_Texte fourni_:
Le gouvernement claironne à nouveau la baisse des chiffres du chômage, de 1 % en octobre, après la baisse " record " de 3 % en septembre.

Mais même les commentateurs les plus flagorneurs ne cachent pas que derrière ces chiffres, c’est la précarité du travail qui augmente. 15 % des effectifs salariés sont sous statut précaire (CDD, intérim, apprentis, stages divers…), soit plus de 2 millions de travailleurs. Le nombre de travailleurs intérimaires atteint, à lui seul, 550 000 contre 290 000 il y a 4 ans. Enfin, 17 % des salariés sont à temps partiel, et l’immense majorité, sans l’avoir choisi.

Les chiffres récemment parus sur le travail à temps partiel dans le secteur de la distribution, sont particulièrement parlants : plus d’un salarié sur 3 travaille à temps partiel dans le commerce de détail, et cette proportion est encore plus importante dans les hypermarchés (34,6 %), et les supermarchés (35,3 %). Sous-payés, contraints le plus souvent à subir des coupures dans leur journée de travail, de telle façon qu’ils soient présents dans les plages horaires où il y a le plus de monde aux caisses ou dans les rayons, et à travailler samedi et parfois dimanche sans compensation financière, les employés de la distribution constituent une main-d’œuvre extrêmement rentable pour le patronat du secteur. Celui-ci a bénéficié des mesures gouvernementales d’abattement de charges sociales sur les bas salaires, et il exploite à fond la possibilité de rendre le travail de ces salariés aussi flexible qu’il le peut.

Dans ce secteur, est déjà engagée une évolution qui s’est faite depuis plusieurs années aux Etats-Unis ou en Angleterre dans toute la classe ouvrière. Si le chômage est nettement moins important dans ces pays qu’en France, c’est parce que le patronat y a obtenu des gouvernements des mesures de déréglementation du travail qui lui ont permis de créer un volant de main-d’œuvre précaire, privée des droits les plus élémentaires, condamnée en travaillant à une pauvreté qui empêche d’assurer la satisfaction des besoins les plus essentiels que sont une bonne nourriture ou un logement décent, et dont l’insécurité pèse presque tout autant que le chômage, sur les salaires.

Quand ils parlent de " plein emploi ", Jospin et Aubry rêvent d’offrir la même chose au patronat français. C’est pourquoi, pour imposer le respect de nos droits, nous ne devons pas dissocier la lutte contre le chômage de la lutte pour l’augmentation générale des salaires et l’instauration d’un salaire minimum pour tous, avec ou sans emploi.

Galia Trépère

16 octobre, 11 décembre, et après ?

_Informations fournies_:
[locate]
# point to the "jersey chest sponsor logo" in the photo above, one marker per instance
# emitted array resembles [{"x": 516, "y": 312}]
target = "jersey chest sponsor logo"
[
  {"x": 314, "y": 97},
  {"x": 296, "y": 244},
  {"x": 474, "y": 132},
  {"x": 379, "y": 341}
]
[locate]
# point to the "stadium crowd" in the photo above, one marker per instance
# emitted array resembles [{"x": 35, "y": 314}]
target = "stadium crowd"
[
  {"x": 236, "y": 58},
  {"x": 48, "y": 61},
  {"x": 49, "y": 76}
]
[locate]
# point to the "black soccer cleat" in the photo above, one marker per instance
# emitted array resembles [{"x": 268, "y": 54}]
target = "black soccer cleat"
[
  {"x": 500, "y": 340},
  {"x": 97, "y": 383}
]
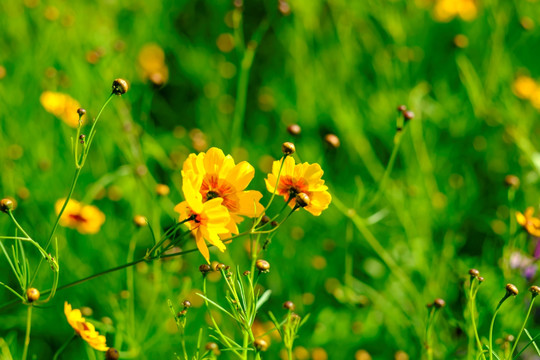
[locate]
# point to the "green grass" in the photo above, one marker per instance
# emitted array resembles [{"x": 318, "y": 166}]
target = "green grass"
[{"x": 332, "y": 67}]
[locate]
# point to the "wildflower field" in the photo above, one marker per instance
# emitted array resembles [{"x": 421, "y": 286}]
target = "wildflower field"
[{"x": 271, "y": 179}]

_Consignes écrites_:
[a] Répondez aux questions suivantes à partir du texte sur la précarité du travail :
(i) Combien de travailleurs intérimaires le texte compte-t-il aujourd'hui ?
(ii) Quelle part des salariés travaille à temps partiel dans les supermarchés ?
(iii) Quels deux responsables politiques parlent de « plein emploi » ?
[b] Poursuivez le texte sur la précarité du travail à la suite de sa dernière ligne.

_Réponses par consigne_:
[a]
(i) 550 000, contre 290 000 il y a 4 ans.
(ii) 35,3 %.
(iii) Jospin et Aubry.

[b]
C’est fort du succès du 16 octobre que le PC a fait une nouvelle proposition d’une journée de manifestations dans les principales villes. Le fait que le PCF ne se soit pas senti mis en porte-à-faux par la politique antigouvernementale de l’extrême gauche, l’attitude pour le moins opportuniste de Lutte Ouvrière (VDT n°115), la perspective d’élargir le comité des organisateurs à cette manif, et enfin la programmation par la CGT d'une journée d’action le 30 novembre qui elle, cible plus explicitement la loi Aubry et donc la politique gouvernementale… tout cela fait penser à Robert Hue qu’il peut renouveler un " bon coup " en espérant que cela profitera au PC et à lui-même, et mettra le mécontentement ouvrier à la remorque du gouvernement. Seulement, il y a la logique de la situation qui dépasse les manœuvres et les calculs. Même si cela n’est pas explicitement formulé, les manifs du 11 décembre prendront nécessairement un caractère antigouvernemental, en prenant ancrage dans la réalité des luttes sociales de ce pays. Comment penser qu’à Clermont-Ferrand, la présence des Michelin ne mette pas en cause la complicité de Jospin, comment penser que dans telle ou telle autre ville, la simple présence de salariés d’un hôpital menacé de restructurations, d’un arsenal qui licencie… ne soit pas un désaveu pour la politique de la gauche plurielle. Et que dire des endroits ou seront présents ceux qui viennent défiler " pour la revalorisation des minima sociaux " comme l’appel pour le 11 les y invite, eux qui se sont vus refuser cela par Jospin et compagnie. Sans parler de tous les autres mécontents, sans-papiers, lycéens, étudiants, agriculteurs, médecins… qui dans telle ou telle ville auront la possibilité de mêler capitalistes et gouvernement dans leur hostilité au libéralisme et à ses conséquences antisociales.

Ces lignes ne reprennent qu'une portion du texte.